> PROBLEM A
In the article on Homer's community health effort, rewrite the paragraph beginning "With the help of a grant" as a short bulleted list that keeps its main facts.
> PROBLEM B
According to the article on Homer's community health effort, in what year did Homer begin using a MAPP-designed approach?
> PROBLEM C
Write the next few paragraphs of the article on Homer's community health effort, continuing after its final paragraph.

-- SOURCE DOCUMENT follows --

So far, family issues rate No. 1 as deserving of most attention
What would make Homer healthier?
That question was addressed by 39 health-care providers, agency representatives, teachers and concerned community members earlier this month.
Actually, the focus of the meeting was much more specific.
“The purpose (of the meeting) is to help identify the leading issue we as a community would like to work on for community health improvement,” said Derotha Ferraro of South Peninsula Hospital and a member of the MAPP, Mobilizing for Action Through Planning and Partnerships, steering committee that has led the effort to make Homer healthier.
Since implementing a MAPP-designed approach in 2008, Homer gradually has been sharpening the focus on what it means to be a healthy community. A 2010 assessment pointed to three general areas of community concern: connecting community resources, addressing substance abuse and domestic violence, and promoting healthy lifestyles and choices.
A group addressing connecting community resources initially considered developing a location to bring resources together, said Patty Boyle of the Independent Living Center. A more realistic approach was creation of an online resource guide that now is in need of updating. Another goal of that group was to prepare a booklet for emergency food/housing providers that listed available resources.
Jessica Lawmaster of Haven House described accomplishments of a group addressing substance abuse and domestic violence.
“There was a neat evolution in the past month of how those two issues are not independent of each other, but are issues that co-occur,” said Lawmaster.
The group has begun exploring the impact of adverse childhood experiences and what it means to be a trauma-informed community.
“Essentially it means a community that understands the root causes of trauma, understands effects of trauma and also is committed to become a community that better responds to trauma and individuals,” Lawmaster said.
The group also has been working with the Homer Prevention Project to reduce underage drinking and adult binge drinking, the Green Dot program’s focus on bystander intervention, and Best Beginnings, “an initiative to support early childhood anything, everything,” said Lawmaster.
Healthy lifestyles is the topic Jeff Szarzi, a teacher at Flex High School, has been exploring, including everything from the quality of school lunches to students growing, preparing and eating their own food.
“Six years ago the kids and I were looking at school lunches. … We started taking pictures of school lunches and posting them on Facebook. It ended up going viral and people were astounded at what was being served,” said Szarzi.
With the help of a grant, Szarzi and his students constructed a high tunnel and began a garden. The garden has expanded and provides employment for a small number of students. Every two weeks local chefs visit the school to show students what can be made from what they’re growing. “We have salads every day now,” said Szarzi. “The quality has improved. … Kids look at food totally different now.”

-- SOURCE DOCUMENT concluded --
-- THE DATA follows --

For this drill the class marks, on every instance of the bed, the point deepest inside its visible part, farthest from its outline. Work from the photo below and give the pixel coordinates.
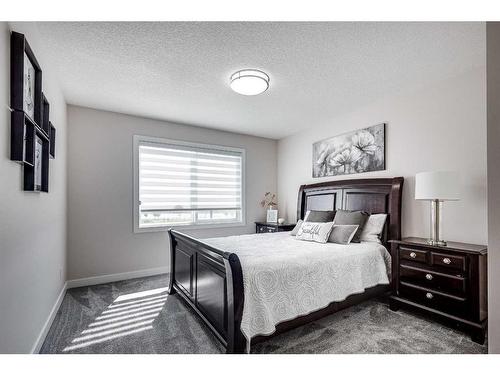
(248, 288)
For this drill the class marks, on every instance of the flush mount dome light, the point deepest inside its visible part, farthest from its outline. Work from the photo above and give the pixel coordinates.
(249, 82)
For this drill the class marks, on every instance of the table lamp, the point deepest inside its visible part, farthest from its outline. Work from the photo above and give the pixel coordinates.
(437, 187)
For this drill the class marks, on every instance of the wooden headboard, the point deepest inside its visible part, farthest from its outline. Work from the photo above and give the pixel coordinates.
(372, 195)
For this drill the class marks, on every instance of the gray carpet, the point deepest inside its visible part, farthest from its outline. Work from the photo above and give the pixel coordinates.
(137, 316)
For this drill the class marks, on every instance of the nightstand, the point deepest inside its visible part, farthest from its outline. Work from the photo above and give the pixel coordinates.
(263, 227)
(449, 282)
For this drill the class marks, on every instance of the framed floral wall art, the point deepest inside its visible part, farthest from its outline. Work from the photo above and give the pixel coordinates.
(354, 152)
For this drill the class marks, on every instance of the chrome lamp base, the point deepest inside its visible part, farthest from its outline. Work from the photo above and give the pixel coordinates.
(436, 208)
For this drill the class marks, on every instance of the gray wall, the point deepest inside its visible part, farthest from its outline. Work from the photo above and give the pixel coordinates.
(100, 190)
(493, 64)
(32, 225)
(442, 127)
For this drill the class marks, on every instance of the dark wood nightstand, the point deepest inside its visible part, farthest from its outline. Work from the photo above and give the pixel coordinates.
(448, 281)
(263, 227)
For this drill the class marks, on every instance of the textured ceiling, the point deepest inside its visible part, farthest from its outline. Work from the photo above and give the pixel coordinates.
(180, 72)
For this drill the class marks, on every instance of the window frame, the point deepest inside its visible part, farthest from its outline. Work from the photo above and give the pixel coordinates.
(137, 139)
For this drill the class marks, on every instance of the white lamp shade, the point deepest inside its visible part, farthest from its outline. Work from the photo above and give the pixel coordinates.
(443, 186)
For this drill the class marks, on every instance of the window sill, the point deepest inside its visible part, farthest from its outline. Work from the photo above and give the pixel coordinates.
(190, 226)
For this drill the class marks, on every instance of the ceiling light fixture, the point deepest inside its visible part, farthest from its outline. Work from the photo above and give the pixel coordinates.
(249, 82)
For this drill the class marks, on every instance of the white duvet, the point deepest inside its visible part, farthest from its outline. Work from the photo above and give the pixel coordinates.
(284, 278)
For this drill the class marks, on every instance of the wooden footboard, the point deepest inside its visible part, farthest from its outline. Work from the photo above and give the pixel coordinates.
(211, 282)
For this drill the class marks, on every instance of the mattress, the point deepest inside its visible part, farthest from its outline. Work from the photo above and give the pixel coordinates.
(284, 278)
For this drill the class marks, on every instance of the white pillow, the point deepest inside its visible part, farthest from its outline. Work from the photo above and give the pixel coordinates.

-- THE DATA concluded --

> EXERCISE OUTPUT A
- With grant help, Szarzi and his students built a high tunnel and started a garden.
- The garden has grown and now employs a few students.
- Local chefs visit the school every two weeks to show students what can be made from what they grow.
- Szarzi says students have salads every day, food quality has improved, and students see food differently.

> EXERCISE OUTPUT B
2008

> EXERCISE OUTPUT C
Continuing to follow the MAPP approach, a second assessment was completed in 2010, with input from more than 1,200 people. At the May 16 meeting, attendees looked at seven themes emerging from that assessment:
• Economic and affordability issues, identified by 45.5 percent of survey responders as a roadblock separating them from available services, said Katie Koester with the city of Homer;
• Family issues, an area Dr. Rob Downey of Seldovia Village Tribe Health and Wellness said includes such things as child care, educational opportunities for parents, addressing stress and “orchestrating an exchange of wisdom”;
• Substance abuse, identified as a No. 2 community concern and receiving “overwhelming feedback,” according to Lawmaster;
• Environmental issues, which can be difficult to define without a shared vision, said Beau Burgess, a Homer City Council member;
• Aging population and identifying what services and activities are lacking with the senior population expected to double within 15 years, according to Ferraro;
• Access to care and services, described by David Branding of South Peninsula Behavior Health Services as “being the convergence of availability and resources; and
• Quality of life, which refers to why it is people choose to live in Homer, said Rev. Lisa Talbot of Homer United Methodist Church.
Taking one of the themes at a time, those in attendance rated how serious the theme was as a community issue; how feasible it would be to address it community wide; the urgency of addressing the theme; the personal or professional ability of the responder to work on the theme; and how the theme aligns with the responder’s organization mission, vision and priorities.
A tally of the responses pointed to family issues as the top vote-getter, with a three-way tie for second between access to care and services, economics and affordability and environmental issues.
Substance abuse was in third place, quality of life in fourth and aging population fifth. When asked which two themes those in attendance would prioritize for community-wide action, family issues was at the top of the list with economic issues in second.
“We want this to be community driven,” said Sharon Whytal, of Homer Public Health, a member of the MAPP steering committee.
Megan Murphy, the MAPP coordinator, said the public has until May 30 to participate in the online poll. It can be accessed at mappofskp.net.
“The steering committee will be taking the results and having a conversation about what the next steps look like and how to keep engaging (the public) as we move through this process,” said Murphy.